→ TEKSTFRAGMENT
● ● ● ●
De tools zijn geen doel op zich, maar een middel om je onderwijsdoelen te halen. Bedenk voor welke fase van leren je een tool wilt inzetten. En zoek daarbij een passend tool. Kijk op de pagina 'Gebruik van tools en AVG' of je het gekozen tool wel of niet mag gebruiken.
Irene Spoel heeft ook een mooi overzicht per categorie gemaakt van te gebruiken tools en een determinatietabel die je helpt een passend tool te vinden.
Het toolwiel
Om gevonden tools te delen met je instelling is het voor jouw instelling mogelijk een mbo-toolwiel in te zetten. Het toolwiel is een instrument waarmee de onderwijsinstellingen hun applicaties op een overzichtelijke manier kunnen indelen. Daarbij zijn voor de eerste 40 online beschikbare (meestal gratis) applicaties generieke beschrijvingen gemaakt op het gebied van gebruiksmogelijkheden en AVG-aspecten.
Het is belangrijk bij het gebruik van tools en apps rekening te houden met de AVG. Onderstaande infographic kun je gebruiken om te weten of je een tool wel of niet mag gebruiken.
Online raak je studenten sneller kwijt in je les. Vergroot de intrinsieke motivatie bij studenten voor het leren door het bieden van zelfregie in de optimale blend.
Motivatie
Blended onderwijs geeft de student meer mogelijkheden en kansen om te leren. Er zitten ook risico’s aan vast. De kans dat de student bij het online leren afhaakt is groter dan bij fysiek onderwijs. Maar richt je de blend goed in, passend bij de doelgroep, dan ontstaat er meer interactie en leert de student actiever en dieper. De intrinsieke motivatie speelt hierbij een grote rol. De motivatietheorie van Deci & Ryan beschrijft drie psychologische basisbehoeften (Deci & Ryan) die bijdragen aan het vergroten van de intrinsieke motivatie.
Autonomie. De student heeft de vrijheid om een activiteit naar eigen inzicht te kunnen uitvoeren en heeft invloed op wat hij/zij doet.
Gevoel van competentie. Het vertrouwen dat de student heeft in eigen kunnen.
Sociale verbondenheid. De verbondenheid met de omgeving, ofwel vertrouwen hebben in anderen. En een positief klimaat in de klas; studenten moeten zich vrij voelen om vragen te stellen en niet bang zijn om fouten te maken (Verbeeck, 2010).
Aandacht voor deze drie basisbehoeftes geldt voor zowel het fysieke als het online deel van de blend. Alleen geldt het voor het online deel nog sterker. Het is bv. bij online leren lastiger er achter te komen of de student zich niet meer betrokken voelt en afhaakt.
Studenten zijn het meest succesvol in het zelfreguleren van hun leren wanneer zij hiervoor intrinsiek gemotiveerd zijn.
Hoe zorg je voor autonomie?
● ● ● ●
→ INSTRUCTIES
1: Werk een deel van het tekstfragment bij door "studenten" te vervangen door "deelnemers". Begin bij de woorden "Online raak je" en stop na "de optimale blend.".
2: Welke psychologische basisbehoeften beschrijft de motivatietheorie van Deci & Ryan volgens het tekstfragment?
● ● ● ●
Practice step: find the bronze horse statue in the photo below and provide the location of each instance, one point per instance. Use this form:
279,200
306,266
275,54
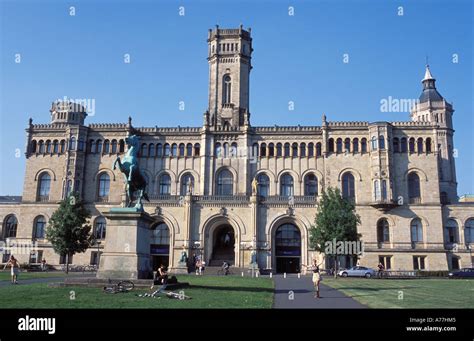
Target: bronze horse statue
134,179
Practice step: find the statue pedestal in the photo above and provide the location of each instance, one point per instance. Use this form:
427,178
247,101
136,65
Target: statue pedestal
127,249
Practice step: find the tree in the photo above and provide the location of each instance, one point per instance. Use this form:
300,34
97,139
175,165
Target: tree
68,230
335,222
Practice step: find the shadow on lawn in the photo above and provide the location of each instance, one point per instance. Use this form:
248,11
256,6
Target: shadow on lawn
248,289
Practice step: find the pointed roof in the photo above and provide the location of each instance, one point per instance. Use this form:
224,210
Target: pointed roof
429,88
428,75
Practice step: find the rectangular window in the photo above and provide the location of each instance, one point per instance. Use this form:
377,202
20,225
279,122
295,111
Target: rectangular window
419,262
386,261
36,257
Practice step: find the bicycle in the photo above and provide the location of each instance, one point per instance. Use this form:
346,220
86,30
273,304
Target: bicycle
120,287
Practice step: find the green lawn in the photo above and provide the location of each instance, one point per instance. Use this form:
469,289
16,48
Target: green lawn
417,293
206,292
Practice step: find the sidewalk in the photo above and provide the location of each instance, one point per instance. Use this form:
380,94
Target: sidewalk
303,297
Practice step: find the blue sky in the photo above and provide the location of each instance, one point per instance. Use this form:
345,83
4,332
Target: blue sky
296,58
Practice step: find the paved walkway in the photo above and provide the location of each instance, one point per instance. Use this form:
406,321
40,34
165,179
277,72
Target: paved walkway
303,297
59,278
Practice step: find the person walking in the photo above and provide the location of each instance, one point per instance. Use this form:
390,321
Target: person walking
15,268
316,276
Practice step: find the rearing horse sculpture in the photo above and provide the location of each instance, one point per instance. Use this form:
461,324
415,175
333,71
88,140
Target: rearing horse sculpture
134,179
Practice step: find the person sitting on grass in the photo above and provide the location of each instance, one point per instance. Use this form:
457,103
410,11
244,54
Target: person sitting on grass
15,268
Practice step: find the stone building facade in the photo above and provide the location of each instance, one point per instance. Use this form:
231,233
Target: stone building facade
400,175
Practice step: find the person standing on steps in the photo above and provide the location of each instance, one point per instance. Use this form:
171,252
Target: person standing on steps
316,276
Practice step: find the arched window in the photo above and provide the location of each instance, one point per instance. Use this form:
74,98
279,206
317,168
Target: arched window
319,151
348,187
469,231
114,146
363,145
151,150
286,185
233,150
416,230
159,150
55,147
419,145
381,142
355,145
92,147
81,145
263,150
160,234
165,184
339,145
303,149
263,185
403,145
225,183
100,228
48,147
218,150
99,146
225,149
227,90
383,231
33,146
41,147
331,145
167,150
451,231
310,185
39,227
187,184
396,145
384,189
44,186
412,145
373,143
279,150
11,226
144,150
428,145
287,149
104,186
311,149
106,147
72,143
414,192
377,193
347,145
62,146
294,149
271,150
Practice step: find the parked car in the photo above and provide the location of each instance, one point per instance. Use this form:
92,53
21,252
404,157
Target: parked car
463,273
357,271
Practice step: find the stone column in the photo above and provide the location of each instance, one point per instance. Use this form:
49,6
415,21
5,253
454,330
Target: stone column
127,250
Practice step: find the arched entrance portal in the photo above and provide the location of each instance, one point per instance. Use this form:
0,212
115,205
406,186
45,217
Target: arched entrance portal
288,249
160,245
223,245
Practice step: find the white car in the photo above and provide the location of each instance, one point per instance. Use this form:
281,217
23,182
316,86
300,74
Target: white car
357,271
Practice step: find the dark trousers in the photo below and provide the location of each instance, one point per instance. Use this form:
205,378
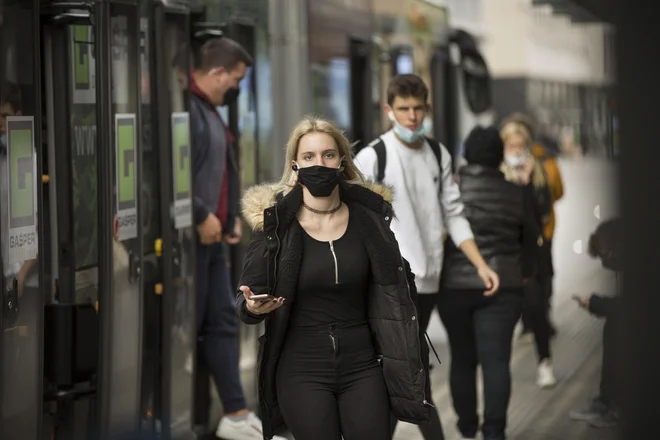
● ● ● ●
→ ANTWOORDEN PER OPDRACHT
1:
Online raak je deelnemers sneller kwijt in je les. Vergroot de intrinsieke motivatie bij deelnemers voor het leren door het bieden van zelfregie in de optimale blend.

2: Autonomie, gevoel van competentie en sociale verbondenheid.